BRIEF A ▸ Pick out every line of the listing that contains the word "vertical".

** START OF TEXT EXCERPT **

Responsive image

Hamlet vs. Quinnopolis vs. Hamlet

Peter Kanelos, University of San Diego



Abstract

Quinnopolis vs. Hamlet is ultimately an emanation of Hamlet. Most meta-characters, at least in the Western tradition, absorbed in the process of coming-into-consciousness and ensnared by the anxieties that attend on the awareness of mortality, trace their lineage back to Shakespeare's play; Quinnopolis vs. Hamlet simply discloses this relationship. But by divesting themselves of Hamlet's equanimity in the face of mortality and by replacing Shakespeare's heightened language with a howl of grief, the characters in Quinnopolis vs. Hamlet refuse to concede to Hamlet the final word.



Quinnopolis vs. Hamlet, by David Dalton, Jeremy Beck, and Christopher Patrick Mullen. Quinnopolis, NY. Shakespeare Association of America Annual Convention, Philadelphia. April 15, 2006. Performed by Jeremy Beck and Christopher Yeatts.

** END OF TEXT EXCERPT **
** START OF DATASET EXCERPTS **

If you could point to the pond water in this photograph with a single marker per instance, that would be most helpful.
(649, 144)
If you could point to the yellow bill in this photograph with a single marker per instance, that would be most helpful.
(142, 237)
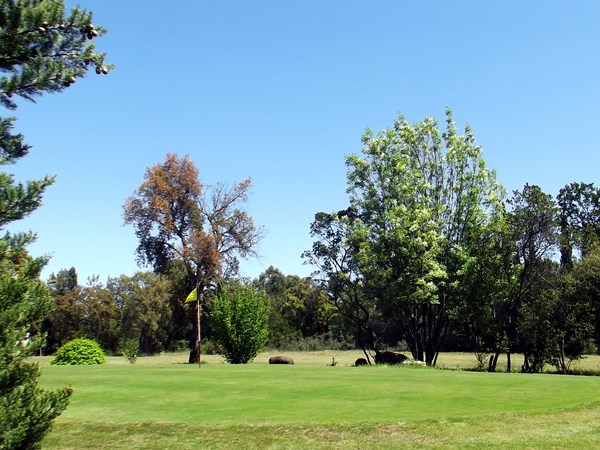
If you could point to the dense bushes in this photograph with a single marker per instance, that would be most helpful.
(240, 322)
(79, 352)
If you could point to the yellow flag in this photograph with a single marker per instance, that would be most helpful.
(193, 296)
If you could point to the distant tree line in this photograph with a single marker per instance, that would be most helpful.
(430, 255)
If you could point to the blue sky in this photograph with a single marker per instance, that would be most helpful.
(282, 91)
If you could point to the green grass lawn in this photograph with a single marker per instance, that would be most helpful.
(160, 402)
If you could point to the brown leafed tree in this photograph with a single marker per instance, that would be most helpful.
(178, 218)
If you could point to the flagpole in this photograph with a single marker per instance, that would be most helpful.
(199, 295)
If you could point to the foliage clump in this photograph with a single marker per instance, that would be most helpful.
(79, 352)
(240, 322)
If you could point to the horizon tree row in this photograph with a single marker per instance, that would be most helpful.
(431, 250)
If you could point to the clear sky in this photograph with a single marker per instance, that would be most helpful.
(281, 91)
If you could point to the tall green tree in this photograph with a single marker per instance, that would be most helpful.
(145, 310)
(579, 216)
(178, 220)
(533, 220)
(42, 50)
(333, 255)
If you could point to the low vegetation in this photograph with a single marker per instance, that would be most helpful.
(79, 352)
(163, 403)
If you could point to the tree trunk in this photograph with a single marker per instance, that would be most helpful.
(194, 353)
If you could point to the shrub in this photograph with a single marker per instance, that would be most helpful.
(79, 352)
(240, 322)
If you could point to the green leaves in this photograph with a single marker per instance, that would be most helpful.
(240, 322)
(42, 50)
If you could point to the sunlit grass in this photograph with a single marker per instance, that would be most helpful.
(161, 402)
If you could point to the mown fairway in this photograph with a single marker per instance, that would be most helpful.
(160, 403)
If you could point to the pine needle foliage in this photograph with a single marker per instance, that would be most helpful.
(42, 50)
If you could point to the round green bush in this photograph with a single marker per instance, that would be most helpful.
(79, 352)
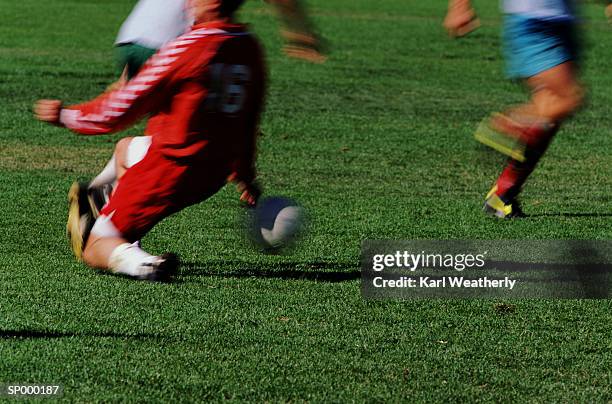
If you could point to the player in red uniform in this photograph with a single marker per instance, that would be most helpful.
(204, 93)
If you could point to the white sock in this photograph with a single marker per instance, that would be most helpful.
(107, 176)
(129, 259)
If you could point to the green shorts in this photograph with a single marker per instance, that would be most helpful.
(132, 57)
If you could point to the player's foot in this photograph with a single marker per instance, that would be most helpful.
(80, 218)
(163, 269)
(98, 197)
(503, 134)
(496, 206)
(304, 46)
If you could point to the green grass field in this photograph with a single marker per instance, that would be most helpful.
(376, 143)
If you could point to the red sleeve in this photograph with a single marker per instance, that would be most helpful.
(116, 110)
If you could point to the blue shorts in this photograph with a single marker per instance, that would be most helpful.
(533, 45)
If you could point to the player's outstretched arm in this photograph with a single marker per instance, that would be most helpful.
(460, 18)
(48, 111)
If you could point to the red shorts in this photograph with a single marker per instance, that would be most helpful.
(157, 187)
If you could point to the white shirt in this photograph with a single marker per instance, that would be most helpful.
(152, 23)
(547, 9)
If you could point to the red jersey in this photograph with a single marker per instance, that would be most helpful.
(204, 93)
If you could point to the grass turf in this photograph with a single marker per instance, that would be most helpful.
(376, 143)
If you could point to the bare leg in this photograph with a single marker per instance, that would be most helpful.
(302, 40)
(556, 95)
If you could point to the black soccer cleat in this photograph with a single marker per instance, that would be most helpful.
(80, 218)
(164, 269)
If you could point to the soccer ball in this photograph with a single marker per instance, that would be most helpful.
(275, 223)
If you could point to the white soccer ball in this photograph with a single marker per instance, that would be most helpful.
(276, 223)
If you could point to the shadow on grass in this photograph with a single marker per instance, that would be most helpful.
(40, 334)
(561, 214)
(313, 271)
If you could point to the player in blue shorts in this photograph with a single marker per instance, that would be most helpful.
(541, 48)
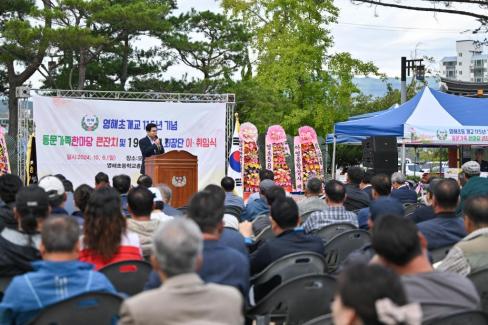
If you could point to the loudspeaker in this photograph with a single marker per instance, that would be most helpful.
(381, 154)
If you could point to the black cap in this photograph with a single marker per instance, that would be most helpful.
(32, 197)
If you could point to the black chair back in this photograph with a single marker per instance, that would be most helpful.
(233, 210)
(438, 254)
(88, 308)
(265, 234)
(128, 277)
(339, 247)
(322, 320)
(297, 300)
(286, 268)
(470, 317)
(330, 231)
(480, 280)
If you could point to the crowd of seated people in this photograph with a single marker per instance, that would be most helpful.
(204, 259)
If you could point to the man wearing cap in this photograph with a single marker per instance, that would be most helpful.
(446, 228)
(259, 206)
(55, 191)
(59, 276)
(475, 185)
(335, 212)
(140, 204)
(383, 206)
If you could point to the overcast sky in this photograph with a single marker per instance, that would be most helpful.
(382, 35)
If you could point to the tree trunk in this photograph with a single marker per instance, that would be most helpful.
(82, 69)
(12, 111)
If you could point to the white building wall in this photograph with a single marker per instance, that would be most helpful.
(465, 50)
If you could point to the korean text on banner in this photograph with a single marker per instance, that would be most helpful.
(81, 137)
(234, 168)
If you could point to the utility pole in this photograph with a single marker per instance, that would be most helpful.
(417, 67)
(403, 80)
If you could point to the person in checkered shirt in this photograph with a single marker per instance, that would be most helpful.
(335, 195)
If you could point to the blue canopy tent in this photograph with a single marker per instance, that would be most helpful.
(430, 117)
(351, 139)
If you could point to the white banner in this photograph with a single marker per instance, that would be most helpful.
(456, 135)
(79, 138)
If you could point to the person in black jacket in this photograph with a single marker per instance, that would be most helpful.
(150, 145)
(355, 198)
(19, 247)
(9, 186)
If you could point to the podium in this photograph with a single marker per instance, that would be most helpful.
(178, 170)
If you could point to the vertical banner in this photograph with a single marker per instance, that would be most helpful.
(81, 137)
(297, 148)
(31, 172)
(234, 169)
(276, 151)
(248, 136)
(307, 147)
(4, 162)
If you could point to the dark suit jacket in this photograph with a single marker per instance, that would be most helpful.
(148, 149)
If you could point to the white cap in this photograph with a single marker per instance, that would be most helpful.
(157, 194)
(52, 185)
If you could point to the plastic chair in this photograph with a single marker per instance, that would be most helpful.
(128, 277)
(88, 308)
(480, 280)
(470, 317)
(322, 320)
(438, 254)
(339, 247)
(330, 231)
(286, 268)
(234, 210)
(296, 301)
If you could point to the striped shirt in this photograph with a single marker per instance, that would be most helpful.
(456, 261)
(319, 219)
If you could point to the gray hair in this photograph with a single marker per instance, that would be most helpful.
(166, 192)
(314, 185)
(60, 234)
(398, 177)
(177, 244)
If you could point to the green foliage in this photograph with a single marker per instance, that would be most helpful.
(297, 82)
(96, 47)
(209, 42)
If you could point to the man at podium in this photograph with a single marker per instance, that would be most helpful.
(150, 145)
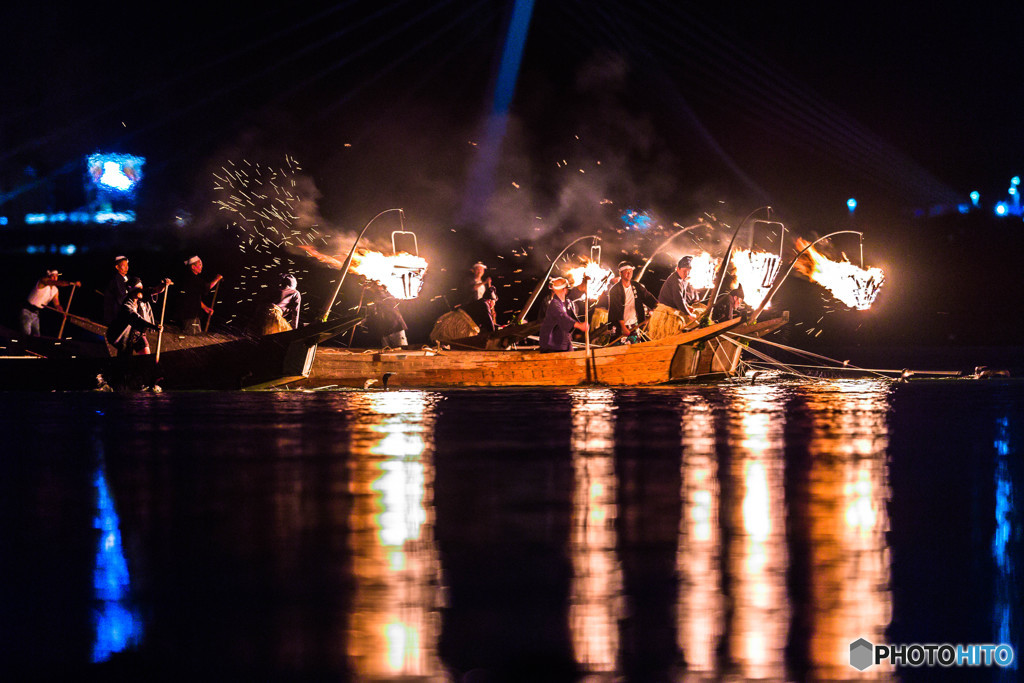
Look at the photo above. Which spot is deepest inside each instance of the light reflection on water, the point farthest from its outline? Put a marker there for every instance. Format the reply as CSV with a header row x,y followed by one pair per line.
x,y
597,584
732,532
394,626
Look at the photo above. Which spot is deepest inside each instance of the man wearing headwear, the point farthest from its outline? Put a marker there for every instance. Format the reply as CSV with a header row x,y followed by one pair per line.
x,y
43,294
384,318
677,291
197,286
116,290
476,287
289,299
628,301
127,332
556,330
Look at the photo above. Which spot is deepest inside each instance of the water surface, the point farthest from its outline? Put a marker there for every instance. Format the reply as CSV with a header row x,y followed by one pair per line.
x,y
741,531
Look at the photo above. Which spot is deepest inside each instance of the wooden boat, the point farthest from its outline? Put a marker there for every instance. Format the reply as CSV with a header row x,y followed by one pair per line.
x,y
644,364
720,356
240,363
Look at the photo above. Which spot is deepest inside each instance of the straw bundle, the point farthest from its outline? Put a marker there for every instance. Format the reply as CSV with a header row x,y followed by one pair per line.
x,y
666,321
454,325
271,322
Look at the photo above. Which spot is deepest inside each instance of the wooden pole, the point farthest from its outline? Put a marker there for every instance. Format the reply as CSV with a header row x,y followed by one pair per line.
x,y
212,303
67,308
586,319
160,335
351,337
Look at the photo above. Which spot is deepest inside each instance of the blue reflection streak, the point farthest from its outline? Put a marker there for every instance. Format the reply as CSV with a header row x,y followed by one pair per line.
x,y
1005,597
117,627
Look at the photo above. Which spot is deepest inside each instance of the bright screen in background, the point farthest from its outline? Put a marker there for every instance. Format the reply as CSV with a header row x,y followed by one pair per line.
x,y
115,174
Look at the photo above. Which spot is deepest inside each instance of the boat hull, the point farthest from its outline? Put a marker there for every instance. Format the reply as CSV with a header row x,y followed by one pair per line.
x,y
649,363
720,356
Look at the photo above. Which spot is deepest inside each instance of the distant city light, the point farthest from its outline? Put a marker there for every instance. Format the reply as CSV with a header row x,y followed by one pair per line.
x,y
79,217
115,173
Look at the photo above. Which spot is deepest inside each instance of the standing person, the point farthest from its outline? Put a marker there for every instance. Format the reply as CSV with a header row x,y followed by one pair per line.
x,y
289,299
477,285
116,290
43,294
385,321
677,291
627,300
556,330
127,332
197,287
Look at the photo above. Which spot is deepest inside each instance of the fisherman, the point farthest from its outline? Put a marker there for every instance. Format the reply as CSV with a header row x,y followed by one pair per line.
x,y
556,330
729,304
476,286
43,294
116,290
197,287
289,299
627,301
385,319
482,310
677,291
127,332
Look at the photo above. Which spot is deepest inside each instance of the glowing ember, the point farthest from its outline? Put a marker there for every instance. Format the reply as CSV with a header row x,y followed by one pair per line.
x,y
600,278
756,272
400,273
855,287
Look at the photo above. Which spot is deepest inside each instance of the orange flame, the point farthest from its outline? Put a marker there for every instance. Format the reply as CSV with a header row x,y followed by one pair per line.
x,y
855,287
400,273
756,271
600,278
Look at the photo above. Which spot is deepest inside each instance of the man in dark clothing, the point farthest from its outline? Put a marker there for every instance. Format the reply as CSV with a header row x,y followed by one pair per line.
x,y
482,309
127,331
627,301
197,286
116,290
556,330
385,321
677,291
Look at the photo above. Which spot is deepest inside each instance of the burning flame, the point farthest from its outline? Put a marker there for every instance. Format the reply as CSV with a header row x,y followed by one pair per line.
x,y
855,287
600,278
401,273
756,271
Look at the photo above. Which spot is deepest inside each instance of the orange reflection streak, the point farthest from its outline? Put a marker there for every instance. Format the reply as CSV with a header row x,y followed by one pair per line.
x,y
757,561
850,584
395,623
597,584
700,609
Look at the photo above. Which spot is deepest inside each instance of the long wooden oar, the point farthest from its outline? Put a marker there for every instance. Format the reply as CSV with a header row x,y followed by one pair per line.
x,y
212,303
67,308
160,335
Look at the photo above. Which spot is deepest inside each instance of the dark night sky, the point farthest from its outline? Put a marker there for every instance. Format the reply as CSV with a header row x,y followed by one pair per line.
x,y
795,104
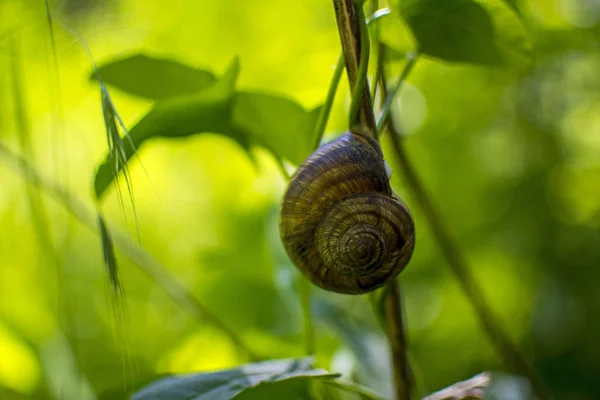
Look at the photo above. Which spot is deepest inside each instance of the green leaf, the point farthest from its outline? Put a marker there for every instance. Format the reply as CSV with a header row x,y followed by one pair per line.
x,y
486,32
395,33
277,123
227,384
274,122
206,111
154,78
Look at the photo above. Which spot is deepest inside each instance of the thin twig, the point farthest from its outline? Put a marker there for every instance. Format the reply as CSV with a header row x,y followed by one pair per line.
x,y
392,306
504,345
148,264
349,30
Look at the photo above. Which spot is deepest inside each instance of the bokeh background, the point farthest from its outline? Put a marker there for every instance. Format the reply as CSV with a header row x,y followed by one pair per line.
x,y
511,159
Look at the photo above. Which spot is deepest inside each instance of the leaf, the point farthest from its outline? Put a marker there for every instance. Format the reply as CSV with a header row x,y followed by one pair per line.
x,y
395,33
471,389
486,32
206,111
154,78
227,384
279,124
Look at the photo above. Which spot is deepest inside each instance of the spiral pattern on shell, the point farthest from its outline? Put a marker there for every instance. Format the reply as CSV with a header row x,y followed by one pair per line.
x,y
340,223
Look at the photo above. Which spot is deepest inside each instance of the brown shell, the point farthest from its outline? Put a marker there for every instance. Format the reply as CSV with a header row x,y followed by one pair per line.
x,y
339,221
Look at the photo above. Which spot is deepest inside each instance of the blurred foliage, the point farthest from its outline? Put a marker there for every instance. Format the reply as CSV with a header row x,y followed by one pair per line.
x,y
511,157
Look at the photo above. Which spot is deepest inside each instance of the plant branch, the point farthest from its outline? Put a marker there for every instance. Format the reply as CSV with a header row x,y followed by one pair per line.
x,y
392,311
349,28
148,264
350,35
493,328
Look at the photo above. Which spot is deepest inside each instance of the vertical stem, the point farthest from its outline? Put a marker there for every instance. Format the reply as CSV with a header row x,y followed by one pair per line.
x,y
393,307
349,29
491,325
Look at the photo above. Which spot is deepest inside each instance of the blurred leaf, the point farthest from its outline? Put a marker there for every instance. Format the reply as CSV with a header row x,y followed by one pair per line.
x,y
230,383
509,387
110,259
206,111
124,393
154,78
278,123
353,332
486,32
471,389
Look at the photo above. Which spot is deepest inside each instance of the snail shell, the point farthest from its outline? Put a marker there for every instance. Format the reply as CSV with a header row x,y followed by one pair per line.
x,y
340,222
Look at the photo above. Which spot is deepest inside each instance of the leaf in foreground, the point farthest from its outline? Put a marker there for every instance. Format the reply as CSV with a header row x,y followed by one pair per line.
x,y
227,384
205,111
154,78
486,32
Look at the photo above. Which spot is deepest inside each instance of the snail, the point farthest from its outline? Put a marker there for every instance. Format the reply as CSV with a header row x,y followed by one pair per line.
x,y
339,221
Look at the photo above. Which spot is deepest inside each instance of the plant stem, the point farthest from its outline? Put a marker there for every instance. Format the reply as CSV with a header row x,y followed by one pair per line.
x,y
349,30
392,311
493,328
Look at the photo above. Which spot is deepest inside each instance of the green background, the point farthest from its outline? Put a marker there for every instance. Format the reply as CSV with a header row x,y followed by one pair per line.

** END OF DATASET EXCERPTS **

BRIEF B ▸ In the Quinnopolis vs. Hamlet text, list each person named in the closing credit line, giving each name once.

COMPLETE RESPONSE A ▸
If you could point to the vertical banner in this photograph with a single marker per instance, that would be most helpful.
Look at the photo above. Which spot is deepest inside each instance of the vertical stem, the point farthest from its outline? Put a marker there for every instance. Format the reply as CSV with a header row x,y followed by one pair per line.

COMPLETE RESPONSE B ▸
David Dalton
Jeremy Beck
Christopher Patrick Mullen
Christopher Yeatts